───── SUPPLIED PASSAGE ─────

[…] “Singapore will be one of the first few countries in the world to introduce automated, passport-free immigration clearance,” said minister for communications and information Josephine Teo in a wrap-up speech for the bill. Teo did concede that Dubai had such clearance for select enrolled travelers, but there was no assurance of other countries planning similar actions.
Another consideration for why passports will likely remain relevant in Singapore airports is for checking in with airlines. Airlines check passports not just to confirm identity, but also visas and more. Airlines are often held responsible for stranded passengers so will likely be required to confirm travelers have the documentation required to enter their destination.
The Register asked Singapore Airlines to confirm if passports will still be required on the airline after the implementation of biometric clearance. They deferred to Changi’s operator, Changi Airport Group (CAG), which The Reg also contacted – and we will update if a relevant reply arises.
What travelers will see is an expansion of a program already taking form. Changi airport currently uses facial recognition software and automated clearance for some parts of immigration.
Passengers who pre-submit required declarations online can already get through Singapore’s current automated immigration lanes in 20 to 30 seconds once they arrive to the front of the queue. It’s one reason Changi has a reputation for being quick to navigate.

───── DATA RECORDS ─────

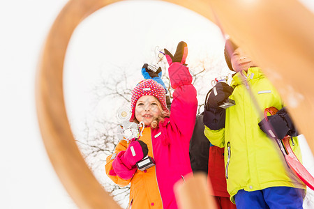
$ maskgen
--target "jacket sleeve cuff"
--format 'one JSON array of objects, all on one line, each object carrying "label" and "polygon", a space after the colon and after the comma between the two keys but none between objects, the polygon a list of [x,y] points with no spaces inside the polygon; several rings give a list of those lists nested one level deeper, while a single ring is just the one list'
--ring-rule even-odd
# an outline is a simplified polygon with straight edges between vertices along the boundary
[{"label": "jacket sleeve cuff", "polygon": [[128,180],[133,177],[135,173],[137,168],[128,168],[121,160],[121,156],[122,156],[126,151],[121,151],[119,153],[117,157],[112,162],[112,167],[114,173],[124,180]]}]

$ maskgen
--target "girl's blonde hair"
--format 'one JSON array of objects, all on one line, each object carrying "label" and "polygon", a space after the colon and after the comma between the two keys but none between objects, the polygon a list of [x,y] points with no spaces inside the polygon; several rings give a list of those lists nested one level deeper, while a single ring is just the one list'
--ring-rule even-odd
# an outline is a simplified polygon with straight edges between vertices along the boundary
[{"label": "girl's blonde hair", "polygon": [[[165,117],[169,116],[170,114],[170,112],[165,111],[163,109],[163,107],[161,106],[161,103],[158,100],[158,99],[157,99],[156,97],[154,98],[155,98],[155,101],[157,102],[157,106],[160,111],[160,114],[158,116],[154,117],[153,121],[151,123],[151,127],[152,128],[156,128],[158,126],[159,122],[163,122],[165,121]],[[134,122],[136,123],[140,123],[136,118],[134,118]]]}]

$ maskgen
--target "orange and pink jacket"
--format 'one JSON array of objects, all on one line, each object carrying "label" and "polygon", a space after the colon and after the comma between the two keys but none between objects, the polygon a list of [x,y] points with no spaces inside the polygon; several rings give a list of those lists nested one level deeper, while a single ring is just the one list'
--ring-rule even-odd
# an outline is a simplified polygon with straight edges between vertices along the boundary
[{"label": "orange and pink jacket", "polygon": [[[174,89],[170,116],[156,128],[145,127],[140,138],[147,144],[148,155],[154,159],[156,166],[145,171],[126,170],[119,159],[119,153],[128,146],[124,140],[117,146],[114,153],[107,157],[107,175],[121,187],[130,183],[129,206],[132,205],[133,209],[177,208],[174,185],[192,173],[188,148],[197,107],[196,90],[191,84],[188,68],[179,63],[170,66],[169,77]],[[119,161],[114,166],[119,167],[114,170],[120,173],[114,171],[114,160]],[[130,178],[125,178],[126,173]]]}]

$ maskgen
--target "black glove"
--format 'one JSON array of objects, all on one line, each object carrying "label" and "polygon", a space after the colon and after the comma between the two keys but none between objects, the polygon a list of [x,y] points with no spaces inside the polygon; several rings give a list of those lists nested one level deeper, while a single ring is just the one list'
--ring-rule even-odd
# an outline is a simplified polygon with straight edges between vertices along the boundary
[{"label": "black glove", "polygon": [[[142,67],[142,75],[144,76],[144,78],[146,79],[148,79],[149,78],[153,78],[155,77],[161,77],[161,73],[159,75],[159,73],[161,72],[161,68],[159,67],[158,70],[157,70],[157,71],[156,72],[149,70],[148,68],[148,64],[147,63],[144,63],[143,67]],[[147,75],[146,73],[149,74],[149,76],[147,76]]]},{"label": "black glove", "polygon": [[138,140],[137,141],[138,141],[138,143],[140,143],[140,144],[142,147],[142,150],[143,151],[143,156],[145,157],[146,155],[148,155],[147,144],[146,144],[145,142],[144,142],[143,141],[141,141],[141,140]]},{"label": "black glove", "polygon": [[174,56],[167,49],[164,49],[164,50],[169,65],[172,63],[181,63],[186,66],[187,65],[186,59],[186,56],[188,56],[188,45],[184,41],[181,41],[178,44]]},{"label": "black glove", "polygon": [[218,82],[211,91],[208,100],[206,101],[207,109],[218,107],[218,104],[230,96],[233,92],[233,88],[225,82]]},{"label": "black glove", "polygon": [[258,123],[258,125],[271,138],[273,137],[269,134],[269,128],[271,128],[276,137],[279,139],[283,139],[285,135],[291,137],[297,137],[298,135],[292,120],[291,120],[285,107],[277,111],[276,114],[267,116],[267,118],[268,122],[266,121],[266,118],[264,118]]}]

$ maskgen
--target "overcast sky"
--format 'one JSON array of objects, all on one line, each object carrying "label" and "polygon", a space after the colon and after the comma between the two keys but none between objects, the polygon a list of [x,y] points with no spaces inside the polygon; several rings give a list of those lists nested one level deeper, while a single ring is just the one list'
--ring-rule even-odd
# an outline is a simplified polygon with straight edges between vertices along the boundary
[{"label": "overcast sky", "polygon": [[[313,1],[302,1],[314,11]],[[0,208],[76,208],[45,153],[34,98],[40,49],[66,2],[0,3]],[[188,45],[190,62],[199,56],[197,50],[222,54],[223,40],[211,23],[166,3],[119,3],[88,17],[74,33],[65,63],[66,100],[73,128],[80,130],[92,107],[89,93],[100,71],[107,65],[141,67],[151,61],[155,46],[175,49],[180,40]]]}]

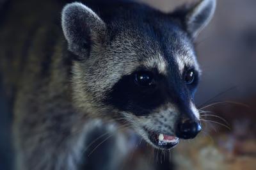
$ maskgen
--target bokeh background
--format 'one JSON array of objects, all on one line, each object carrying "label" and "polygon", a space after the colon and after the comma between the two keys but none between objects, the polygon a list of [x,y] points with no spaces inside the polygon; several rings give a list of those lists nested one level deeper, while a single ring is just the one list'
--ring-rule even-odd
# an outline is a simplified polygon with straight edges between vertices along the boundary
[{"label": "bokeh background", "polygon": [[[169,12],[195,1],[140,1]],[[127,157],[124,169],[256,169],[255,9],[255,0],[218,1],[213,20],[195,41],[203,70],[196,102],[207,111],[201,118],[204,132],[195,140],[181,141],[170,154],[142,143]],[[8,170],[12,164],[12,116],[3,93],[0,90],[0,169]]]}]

─────
───── DATA RECORDS ─────

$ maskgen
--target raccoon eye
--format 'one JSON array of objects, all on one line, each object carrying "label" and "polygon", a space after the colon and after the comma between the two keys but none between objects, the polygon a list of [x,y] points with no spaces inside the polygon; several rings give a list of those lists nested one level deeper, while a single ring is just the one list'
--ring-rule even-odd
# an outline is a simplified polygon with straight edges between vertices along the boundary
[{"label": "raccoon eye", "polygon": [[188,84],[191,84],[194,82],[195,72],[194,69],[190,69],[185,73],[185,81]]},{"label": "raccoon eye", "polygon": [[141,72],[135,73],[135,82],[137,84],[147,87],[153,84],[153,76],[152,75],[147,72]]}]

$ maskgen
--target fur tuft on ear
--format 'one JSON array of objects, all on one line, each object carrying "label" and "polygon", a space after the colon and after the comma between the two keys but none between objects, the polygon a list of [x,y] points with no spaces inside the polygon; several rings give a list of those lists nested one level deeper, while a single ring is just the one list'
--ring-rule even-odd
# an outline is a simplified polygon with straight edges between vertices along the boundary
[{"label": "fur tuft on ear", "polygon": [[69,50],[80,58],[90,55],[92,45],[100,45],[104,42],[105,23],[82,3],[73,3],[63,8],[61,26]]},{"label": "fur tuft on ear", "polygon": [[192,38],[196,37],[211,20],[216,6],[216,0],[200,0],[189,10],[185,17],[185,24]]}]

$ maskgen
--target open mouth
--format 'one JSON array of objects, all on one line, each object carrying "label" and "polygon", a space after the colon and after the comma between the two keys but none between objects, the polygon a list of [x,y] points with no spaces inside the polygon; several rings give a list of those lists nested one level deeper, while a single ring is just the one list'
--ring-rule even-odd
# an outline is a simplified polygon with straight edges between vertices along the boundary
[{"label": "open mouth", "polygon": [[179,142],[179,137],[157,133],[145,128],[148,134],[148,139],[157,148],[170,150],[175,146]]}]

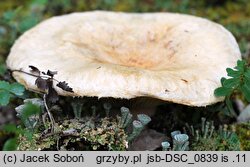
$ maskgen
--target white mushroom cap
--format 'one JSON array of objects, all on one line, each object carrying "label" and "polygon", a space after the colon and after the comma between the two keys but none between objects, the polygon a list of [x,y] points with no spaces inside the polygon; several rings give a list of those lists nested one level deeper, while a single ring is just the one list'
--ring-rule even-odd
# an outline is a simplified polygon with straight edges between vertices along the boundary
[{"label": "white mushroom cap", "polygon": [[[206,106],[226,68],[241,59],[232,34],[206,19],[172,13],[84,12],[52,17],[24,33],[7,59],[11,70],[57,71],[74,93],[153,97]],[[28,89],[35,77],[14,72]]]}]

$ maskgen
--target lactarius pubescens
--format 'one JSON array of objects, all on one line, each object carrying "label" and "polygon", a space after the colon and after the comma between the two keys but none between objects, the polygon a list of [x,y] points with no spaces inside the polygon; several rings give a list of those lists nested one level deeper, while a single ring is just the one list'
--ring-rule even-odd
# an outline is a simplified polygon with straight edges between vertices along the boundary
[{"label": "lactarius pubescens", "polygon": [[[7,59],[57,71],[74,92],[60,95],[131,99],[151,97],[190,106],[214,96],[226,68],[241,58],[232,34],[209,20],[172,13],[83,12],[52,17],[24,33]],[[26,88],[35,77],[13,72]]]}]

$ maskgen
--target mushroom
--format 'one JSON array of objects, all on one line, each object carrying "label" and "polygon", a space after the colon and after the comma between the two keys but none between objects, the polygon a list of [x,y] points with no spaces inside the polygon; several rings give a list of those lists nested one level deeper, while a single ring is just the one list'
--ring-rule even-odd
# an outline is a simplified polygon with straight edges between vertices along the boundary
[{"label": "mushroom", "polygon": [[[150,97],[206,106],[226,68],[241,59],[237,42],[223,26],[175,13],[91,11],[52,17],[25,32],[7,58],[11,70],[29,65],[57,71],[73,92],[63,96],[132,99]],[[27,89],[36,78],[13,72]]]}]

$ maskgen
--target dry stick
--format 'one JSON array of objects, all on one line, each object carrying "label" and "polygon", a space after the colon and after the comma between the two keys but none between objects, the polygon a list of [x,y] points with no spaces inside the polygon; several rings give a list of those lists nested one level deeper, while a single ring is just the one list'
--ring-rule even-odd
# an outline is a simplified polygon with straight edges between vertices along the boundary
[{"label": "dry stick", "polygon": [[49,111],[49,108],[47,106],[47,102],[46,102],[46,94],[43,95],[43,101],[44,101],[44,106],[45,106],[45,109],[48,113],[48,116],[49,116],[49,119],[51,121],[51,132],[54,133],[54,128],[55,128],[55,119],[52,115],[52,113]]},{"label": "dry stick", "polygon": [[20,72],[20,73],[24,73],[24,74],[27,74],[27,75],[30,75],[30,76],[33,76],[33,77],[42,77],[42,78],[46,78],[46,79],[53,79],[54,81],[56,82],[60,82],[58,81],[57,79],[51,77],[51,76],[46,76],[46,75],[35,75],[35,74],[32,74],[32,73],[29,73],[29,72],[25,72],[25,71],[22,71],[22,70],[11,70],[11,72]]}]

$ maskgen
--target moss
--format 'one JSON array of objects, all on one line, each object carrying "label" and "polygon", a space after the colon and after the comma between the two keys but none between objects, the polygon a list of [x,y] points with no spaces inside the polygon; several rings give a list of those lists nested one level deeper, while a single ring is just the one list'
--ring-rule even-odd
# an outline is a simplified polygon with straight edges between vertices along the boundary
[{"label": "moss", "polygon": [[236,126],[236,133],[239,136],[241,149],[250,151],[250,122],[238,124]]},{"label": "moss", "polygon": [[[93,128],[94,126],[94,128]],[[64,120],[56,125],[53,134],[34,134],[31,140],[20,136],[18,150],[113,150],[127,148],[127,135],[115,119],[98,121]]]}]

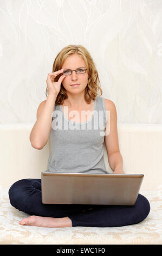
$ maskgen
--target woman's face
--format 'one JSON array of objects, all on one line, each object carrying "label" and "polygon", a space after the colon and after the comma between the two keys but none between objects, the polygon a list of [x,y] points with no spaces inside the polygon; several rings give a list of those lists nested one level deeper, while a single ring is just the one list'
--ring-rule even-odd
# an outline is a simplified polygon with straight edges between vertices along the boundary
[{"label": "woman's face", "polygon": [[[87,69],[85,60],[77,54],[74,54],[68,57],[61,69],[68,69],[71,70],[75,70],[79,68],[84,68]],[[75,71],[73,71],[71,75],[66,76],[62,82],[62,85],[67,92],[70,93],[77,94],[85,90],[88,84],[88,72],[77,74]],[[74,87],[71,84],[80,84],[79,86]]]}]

─────

Repeat the whole article above on Singapore's passport-free immigration clearance, word for word.

[…] “Singapore will be one of the first few countries in the world to introduce automated, passport-free immigration clearance,” said minister for communications and information Josephine Teo in a wrap-up speech for the bill. Teo did concede that Dubai had such clearance for select enrolled travelers, but there was no assurance of other countries planning similar actions.
Another consideration for why passports will likely remain relevant in Singapore airports is for checking in with airlines. Airlines check passports not just to confirm identity, but also visas and more. Airlines are often held responsible for stranded passengers so will likely be required to confirm travelers have the documentation required to enter their destination.
The Register asked Singapore Airlines to confirm if passports will still be required on the airline after the implementation of biometric clearance. They deferred to Changi’s operator, Changi Airport Group (CAG), which The Reg also contacted – and we will update if a relevant reply arises.
What travelers will see is an expansion of a program already taking form. Changi airport currently uses facial recognition software and automated clearance for some parts of immigration.
Passengers who pre-submit required declarations online can already get through Singapore’s current automated immigration lanes in 20 to 30 seconds once they arrive to the front of the queue. It’s one reason Changi has a reputation for being quick to navigate.